Every utility-scale solar-plus-storage project that reaches financial close in 2026 does so on a PPA whose pro forma assumes a specific quantity of capacity value the project will earn in each year of operation. That capacity revenue is what turns a merchant-tail solar asset into a financeable clean-firm generation asset for a hyperscaler counterparty, and it is what the tax equity investor prices against the credit stack. The number matters enough that a 5-percentage-point swing in accredited capacity moves the levered equity yield by 30 to 50 basis points on a typical 2026 solar-plus-storage deal.
That number is not a single figure that follows the project across markets. PJM, MISO, and ERCOT now use three genuinely different frameworks to translate a nameplate solar-plus-storage installation into a capacity credit, and the same physical asset would earn materially different capacity revenue depending on which of the three interconnection queues it cleared. The gap between the three is widening as ELCC saturation curves steepen, as MISO’s seasonal accreditation matures into its third planning year, and as ERCOT continues to defer the Performance Credit Mechanism it authorized in 2023. Reading the July 2026 Steel River class of announcements against the actual capacity math each project earns requires holding all three frameworks in view.
PJM: joint ELCC and the storage saturation curve
PJM adopted effective load carrying capability, or ELCC, as its capacity accreditation method for wind, solar, storage, and hybrid resources through the FERC filing that settled in 2021 and took full effect for the 2024/2025 delivery year. ELCC measures the amount of perfect capacity a resource can replace while maintaining the same reliability level on the system, expressed as a percentage of nameplate. It is calculated annually by PJM’s independent market monitor and the RTO’s Resource Adequacy group, using a chronological Monte Carlo model of the system’s loss-of-load-expectation profile.

STORED DATA:
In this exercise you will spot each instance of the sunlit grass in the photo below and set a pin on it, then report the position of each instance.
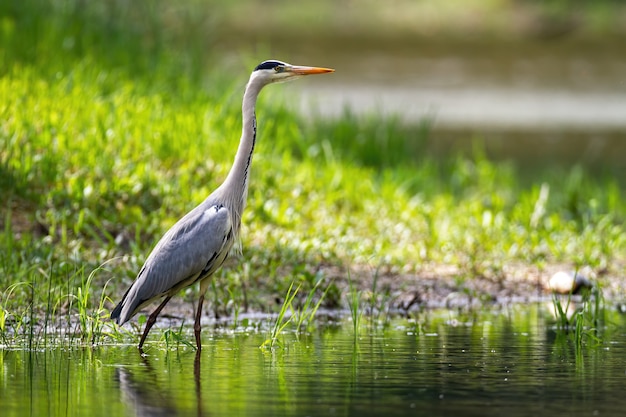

TASKS TO COMPLETE:
- 1) From the capacity accreditation text, copy the part between "PJM: joint ELCC" and "system’s loss-of-load-expectation profile.", inclusive, replacing "Monte Carlo" with "probabilistic".
- 2) In the capacity accreditation text, by how much does a 5-percentage-point swing in accredited capacity move the levered equity yield on a typical 2026 solar-plus-storage deal?

THE SOLUTIONS:
- 1)
PJM: joint ELCC and the storage saturation curve
PJM adopted effective load carrying capability, or ELCC, as its capacity accreditation method for wind, solar, storage, and hybrid resources through the FERC filing that settled in 2021 and took full effect for the 2024/2025 delivery year. ELCC measures the amount of perfect capacity a resource can replace while maintaining the same reliability level on the system, expressed as a percentage of nameplate. It is calculated annually by PJM’s independent market monitor and the RTO’s Resource Adequacy group, using a chronological probabilistic model of the system’s loss-of-load-expectation profile.

- 2) By 30 to 50 basis points.